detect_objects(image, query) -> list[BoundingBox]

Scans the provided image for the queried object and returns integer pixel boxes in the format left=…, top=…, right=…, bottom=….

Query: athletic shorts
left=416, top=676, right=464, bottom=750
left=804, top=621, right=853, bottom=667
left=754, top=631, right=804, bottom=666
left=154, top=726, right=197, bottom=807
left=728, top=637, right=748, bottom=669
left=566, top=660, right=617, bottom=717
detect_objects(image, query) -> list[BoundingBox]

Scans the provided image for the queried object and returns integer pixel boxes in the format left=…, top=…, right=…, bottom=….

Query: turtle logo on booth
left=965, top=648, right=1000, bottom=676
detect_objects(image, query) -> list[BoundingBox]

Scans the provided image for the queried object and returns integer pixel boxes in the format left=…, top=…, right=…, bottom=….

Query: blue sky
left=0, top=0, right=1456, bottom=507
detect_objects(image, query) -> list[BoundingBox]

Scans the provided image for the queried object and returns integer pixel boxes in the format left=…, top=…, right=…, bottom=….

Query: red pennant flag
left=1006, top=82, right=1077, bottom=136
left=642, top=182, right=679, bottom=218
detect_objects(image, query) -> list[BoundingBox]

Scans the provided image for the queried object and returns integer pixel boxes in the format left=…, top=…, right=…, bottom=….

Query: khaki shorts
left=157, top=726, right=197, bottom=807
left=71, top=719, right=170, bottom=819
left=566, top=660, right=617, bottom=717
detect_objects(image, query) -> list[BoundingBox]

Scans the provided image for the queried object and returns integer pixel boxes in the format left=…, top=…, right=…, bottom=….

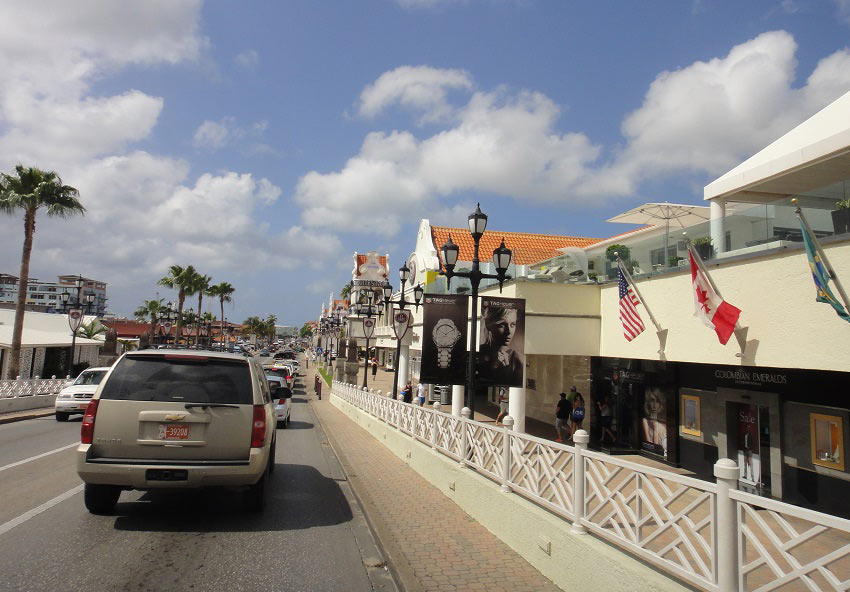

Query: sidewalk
left=334, top=364, right=698, bottom=477
left=305, top=364, right=559, bottom=592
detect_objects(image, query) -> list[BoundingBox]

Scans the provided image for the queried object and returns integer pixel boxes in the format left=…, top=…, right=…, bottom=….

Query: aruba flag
left=800, top=220, right=850, bottom=322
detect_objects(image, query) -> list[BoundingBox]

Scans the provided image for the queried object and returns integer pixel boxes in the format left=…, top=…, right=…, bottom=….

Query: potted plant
left=693, top=236, right=714, bottom=261
left=831, top=198, right=850, bottom=234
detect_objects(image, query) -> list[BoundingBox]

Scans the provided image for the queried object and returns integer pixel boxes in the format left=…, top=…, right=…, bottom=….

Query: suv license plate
left=145, top=469, right=189, bottom=481
left=159, top=423, right=189, bottom=440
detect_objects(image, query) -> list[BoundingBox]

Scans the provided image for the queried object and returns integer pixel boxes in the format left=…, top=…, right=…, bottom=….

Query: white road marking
left=0, top=442, right=80, bottom=472
left=0, top=485, right=83, bottom=536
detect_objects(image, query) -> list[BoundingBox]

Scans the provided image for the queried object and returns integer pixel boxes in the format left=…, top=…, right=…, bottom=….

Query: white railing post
left=501, top=415, right=514, bottom=493
left=431, top=401, right=440, bottom=450
left=714, top=458, right=738, bottom=592
left=570, top=430, right=590, bottom=534
left=460, top=407, right=470, bottom=467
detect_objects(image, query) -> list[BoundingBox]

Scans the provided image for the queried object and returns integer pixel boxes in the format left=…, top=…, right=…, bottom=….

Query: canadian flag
left=688, top=250, right=741, bottom=345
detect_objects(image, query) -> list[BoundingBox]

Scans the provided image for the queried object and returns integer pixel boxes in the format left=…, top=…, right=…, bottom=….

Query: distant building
left=0, top=273, right=108, bottom=317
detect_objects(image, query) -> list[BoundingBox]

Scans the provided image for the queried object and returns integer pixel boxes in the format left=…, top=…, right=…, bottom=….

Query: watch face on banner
left=393, top=309, right=412, bottom=341
left=419, top=294, right=469, bottom=384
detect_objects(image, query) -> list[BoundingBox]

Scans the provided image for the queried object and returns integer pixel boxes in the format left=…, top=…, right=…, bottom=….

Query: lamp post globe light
left=440, top=204, right=513, bottom=419
left=60, top=275, right=95, bottom=376
left=381, top=263, right=425, bottom=399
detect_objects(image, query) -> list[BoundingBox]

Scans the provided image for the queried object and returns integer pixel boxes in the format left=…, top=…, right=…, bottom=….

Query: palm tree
left=157, top=265, right=198, bottom=343
left=195, top=273, right=212, bottom=345
left=207, top=282, right=236, bottom=342
left=77, top=319, right=106, bottom=339
left=0, top=164, right=86, bottom=377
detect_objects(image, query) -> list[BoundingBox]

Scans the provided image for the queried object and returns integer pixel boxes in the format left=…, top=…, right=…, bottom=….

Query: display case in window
left=809, top=413, right=844, bottom=471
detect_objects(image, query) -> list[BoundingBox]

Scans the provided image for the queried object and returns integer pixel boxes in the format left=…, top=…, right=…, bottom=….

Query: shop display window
left=809, top=413, right=844, bottom=471
left=682, top=395, right=702, bottom=436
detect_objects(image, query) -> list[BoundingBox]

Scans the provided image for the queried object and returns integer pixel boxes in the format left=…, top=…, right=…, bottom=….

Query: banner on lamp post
left=363, top=318, right=375, bottom=339
left=393, top=308, right=413, bottom=341
left=476, top=296, right=525, bottom=387
left=419, top=294, right=469, bottom=384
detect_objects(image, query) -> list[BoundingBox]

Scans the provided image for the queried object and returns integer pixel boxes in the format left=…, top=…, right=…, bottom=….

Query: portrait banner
left=419, top=294, right=469, bottom=384
left=393, top=308, right=413, bottom=341
left=476, top=296, right=525, bottom=387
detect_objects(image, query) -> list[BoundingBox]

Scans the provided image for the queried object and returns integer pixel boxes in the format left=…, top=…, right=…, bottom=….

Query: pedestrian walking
left=496, top=386, right=508, bottom=425
left=555, top=393, right=572, bottom=442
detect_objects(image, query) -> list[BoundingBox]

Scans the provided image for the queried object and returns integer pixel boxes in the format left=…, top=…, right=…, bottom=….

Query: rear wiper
left=186, top=403, right=239, bottom=409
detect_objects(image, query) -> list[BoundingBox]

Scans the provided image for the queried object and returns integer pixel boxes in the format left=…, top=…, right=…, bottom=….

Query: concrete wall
left=600, top=241, right=850, bottom=372
left=331, top=397, right=690, bottom=592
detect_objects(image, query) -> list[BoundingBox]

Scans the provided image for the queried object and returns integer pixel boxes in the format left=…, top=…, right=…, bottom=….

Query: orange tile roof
left=431, top=226, right=602, bottom=265
left=357, top=254, right=387, bottom=267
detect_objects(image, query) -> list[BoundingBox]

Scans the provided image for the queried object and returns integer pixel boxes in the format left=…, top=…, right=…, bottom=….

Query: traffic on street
left=0, top=356, right=394, bottom=591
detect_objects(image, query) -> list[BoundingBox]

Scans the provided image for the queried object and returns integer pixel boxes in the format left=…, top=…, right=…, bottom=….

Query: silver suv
left=77, top=350, right=276, bottom=514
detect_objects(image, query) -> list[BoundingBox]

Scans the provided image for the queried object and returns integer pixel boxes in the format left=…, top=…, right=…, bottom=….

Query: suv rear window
left=100, top=356, right=254, bottom=405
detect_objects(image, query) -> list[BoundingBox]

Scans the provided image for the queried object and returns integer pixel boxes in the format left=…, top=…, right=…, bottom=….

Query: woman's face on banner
left=489, top=310, right=516, bottom=347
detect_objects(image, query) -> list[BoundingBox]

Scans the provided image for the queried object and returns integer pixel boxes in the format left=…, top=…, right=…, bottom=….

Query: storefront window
left=809, top=413, right=844, bottom=471
left=682, top=395, right=702, bottom=436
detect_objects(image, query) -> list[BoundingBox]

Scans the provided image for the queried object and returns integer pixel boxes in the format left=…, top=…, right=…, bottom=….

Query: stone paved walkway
left=305, top=365, right=560, bottom=592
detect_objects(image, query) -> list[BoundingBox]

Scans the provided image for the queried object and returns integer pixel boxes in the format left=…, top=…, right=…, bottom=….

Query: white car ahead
left=266, top=374, right=292, bottom=428
left=55, top=368, right=109, bottom=421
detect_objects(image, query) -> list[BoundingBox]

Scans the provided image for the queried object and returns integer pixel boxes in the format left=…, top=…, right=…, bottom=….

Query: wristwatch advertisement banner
left=363, top=318, right=375, bottom=339
left=476, top=296, right=525, bottom=387
left=419, top=294, right=469, bottom=384
left=393, top=308, right=413, bottom=341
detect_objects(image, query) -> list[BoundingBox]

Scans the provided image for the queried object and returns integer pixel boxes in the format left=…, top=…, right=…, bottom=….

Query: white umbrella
left=606, top=202, right=709, bottom=263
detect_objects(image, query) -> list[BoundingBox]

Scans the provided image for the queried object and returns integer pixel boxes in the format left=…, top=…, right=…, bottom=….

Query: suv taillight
left=80, top=399, right=98, bottom=444
left=248, top=405, right=266, bottom=448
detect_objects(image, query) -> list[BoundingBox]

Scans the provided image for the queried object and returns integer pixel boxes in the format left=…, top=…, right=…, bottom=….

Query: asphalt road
left=0, top=368, right=395, bottom=592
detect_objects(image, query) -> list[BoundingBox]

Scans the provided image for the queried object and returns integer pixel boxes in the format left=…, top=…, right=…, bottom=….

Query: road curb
left=309, top=393, right=423, bottom=592
left=0, top=407, right=55, bottom=424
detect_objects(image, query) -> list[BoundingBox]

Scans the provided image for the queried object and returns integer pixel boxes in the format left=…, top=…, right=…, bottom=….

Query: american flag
left=617, top=267, right=644, bottom=341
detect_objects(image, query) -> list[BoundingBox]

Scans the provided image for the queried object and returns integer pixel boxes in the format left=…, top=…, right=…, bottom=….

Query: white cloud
left=192, top=117, right=274, bottom=154
left=234, top=49, right=260, bottom=71
left=192, top=120, right=228, bottom=150
left=295, top=31, right=850, bottom=236
left=359, top=66, right=473, bottom=123
left=0, top=0, right=341, bottom=312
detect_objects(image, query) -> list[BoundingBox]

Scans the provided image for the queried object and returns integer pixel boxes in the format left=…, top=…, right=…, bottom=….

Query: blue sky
left=0, top=0, right=850, bottom=325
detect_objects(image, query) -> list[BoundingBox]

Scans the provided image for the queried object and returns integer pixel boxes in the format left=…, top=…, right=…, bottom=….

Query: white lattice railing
left=0, top=376, right=71, bottom=399
left=332, top=383, right=850, bottom=592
==========
What is being asked.
Give the stretch of items above, from the start of the items through the line that contains "left=305, top=364, right=559, bottom=592", as a CSV with the columns item and answer, one row per item, each field quoted and with line breaks turned into spaces. Leave the pictures out.

Written response.
item,answer
"detect_objects(image, query) -> list[BoundingBox] Scans the provided image for the queried object and returns integer pixel boxes in the format left=…, top=…, right=…, bottom=…. Query: athletic shorts","left=416, top=676, right=464, bottom=750 left=804, top=621, right=853, bottom=667 left=754, top=631, right=804, bottom=666 left=154, top=726, right=197, bottom=807 left=728, top=637, right=748, bottom=669 left=566, top=660, right=617, bottom=717"
"detect_objects(image, query) -> list[BoundingBox] Scans the provided image for the queried object and returns integer pixel boxes in the format left=…, top=…, right=…, bottom=…. Query: turtle logo on booth","left=965, top=648, right=1000, bottom=676"
"detect_objects(image, query) -> list[BoundingBox] Scans the provided image for the queried object and returns integer pixel boxes in the format left=…, top=…, right=…, bottom=…. Query: blue sky","left=0, top=0, right=1456, bottom=507"
"detect_objects(image, query) -> list[BoundingBox] Scans the provided image for the queried object and returns integer pixel boxes in the format left=…, top=…, right=…, bottom=…. Query: red pennant flag","left=1006, top=82, right=1077, bottom=136 left=642, top=182, right=679, bottom=218"
"detect_objects(image, query) -> list[BoundingBox] Scans the provided image for the queried object and returns integer pixel boxes in the format left=…, top=…, right=…, bottom=…. Query: khaki shorts","left=157, top=726, right=197, bottom=807 left=71, top=719, right=170, bottom=819 left=566, top=660, right=617, bottom=717"
"detect_objects(image, query) -> list[BoundingBox] Scans the provided image for the queried object and returns integer pixel boxes in the format left=…, top=…, right=…, bottom=…. Query: sidewalk","left=334, top=364, right=698, bottom=477 left=305, top=364, right=559, bottom=592"